• _WRITTEN EXERCISE_: In the comment below on fake longevity in games, why does the writer concede that the trope itself may be questionable? Answer in one to three sentences.

• _TEXT PROVIDED_:
I think it's really more a hedge against fun often being a case of YMMV. I've always had a fondness for "quicksand boxes" myself, for example, but I recognize how it qualifies as adding a fake concept of longevity to a game. Likewise, many 'socializers' have come to appreciate the forced-downtime or tedious elements for creating opportunities to actually socialize rather than button-mash, while more action-oriented gamers see them as blatant and egregious elements of fake longevity.

That said: the article could probably use at least a token description or example of 'genuine longevity' to contrast the fake version against for more clarity. And because I can't actually think of such a thing myself, I'll concede that you may well have a point on the trope itself being questionable.

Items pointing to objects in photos
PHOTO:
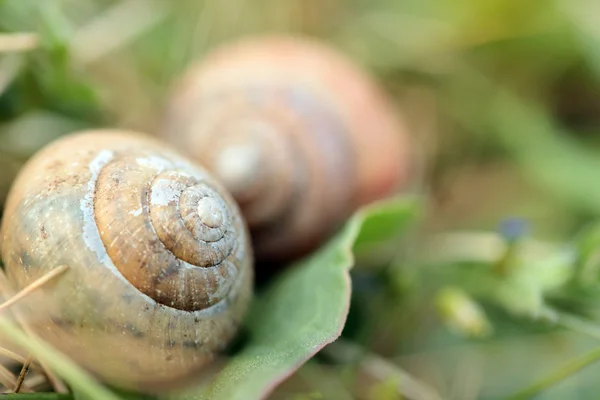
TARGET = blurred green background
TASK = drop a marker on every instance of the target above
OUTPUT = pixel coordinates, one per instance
(503, 100)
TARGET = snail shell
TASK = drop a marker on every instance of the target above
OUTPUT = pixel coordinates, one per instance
(160, 270)
(298, 134)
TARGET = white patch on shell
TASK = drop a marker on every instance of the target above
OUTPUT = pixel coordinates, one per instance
(158, 164)
(93, 241)
(166, 191)
(210, 212)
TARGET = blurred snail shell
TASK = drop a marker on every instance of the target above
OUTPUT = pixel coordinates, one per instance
(160, 271)
(298, 134)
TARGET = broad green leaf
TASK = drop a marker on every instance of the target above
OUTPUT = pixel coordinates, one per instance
(304, 309)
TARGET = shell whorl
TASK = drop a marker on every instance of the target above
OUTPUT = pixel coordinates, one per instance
(299, 134)
(286, 157)
(167, 230)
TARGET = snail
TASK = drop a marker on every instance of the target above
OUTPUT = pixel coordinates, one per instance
(299, 134)
(159, 266)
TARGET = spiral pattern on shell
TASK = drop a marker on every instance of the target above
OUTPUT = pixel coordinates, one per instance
(160, 268)
(186, 263)
(299, 135)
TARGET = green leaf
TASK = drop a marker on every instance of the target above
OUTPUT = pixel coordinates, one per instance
(304, 309)
(79, 380)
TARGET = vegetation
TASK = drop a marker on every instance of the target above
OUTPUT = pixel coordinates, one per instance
(486, 286)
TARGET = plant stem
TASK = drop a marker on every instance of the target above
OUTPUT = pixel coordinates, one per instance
(557, 376)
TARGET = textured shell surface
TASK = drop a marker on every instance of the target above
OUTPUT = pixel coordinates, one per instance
(160, 268)
(298, 133)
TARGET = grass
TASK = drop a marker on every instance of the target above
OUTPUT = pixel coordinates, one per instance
(502, 99)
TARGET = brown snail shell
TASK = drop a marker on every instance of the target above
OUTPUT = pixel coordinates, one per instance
(160, 271)
(299, 135)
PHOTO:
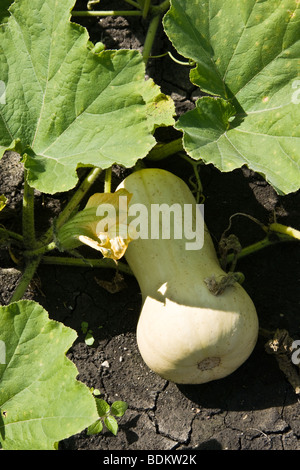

• _THE REPLY_: The writer says the article could use a description or example of "genuine longevity" to contrast with the fake version. Because they can't think of such a thing themselves, they concede the other person may have a point about the trope being questionable.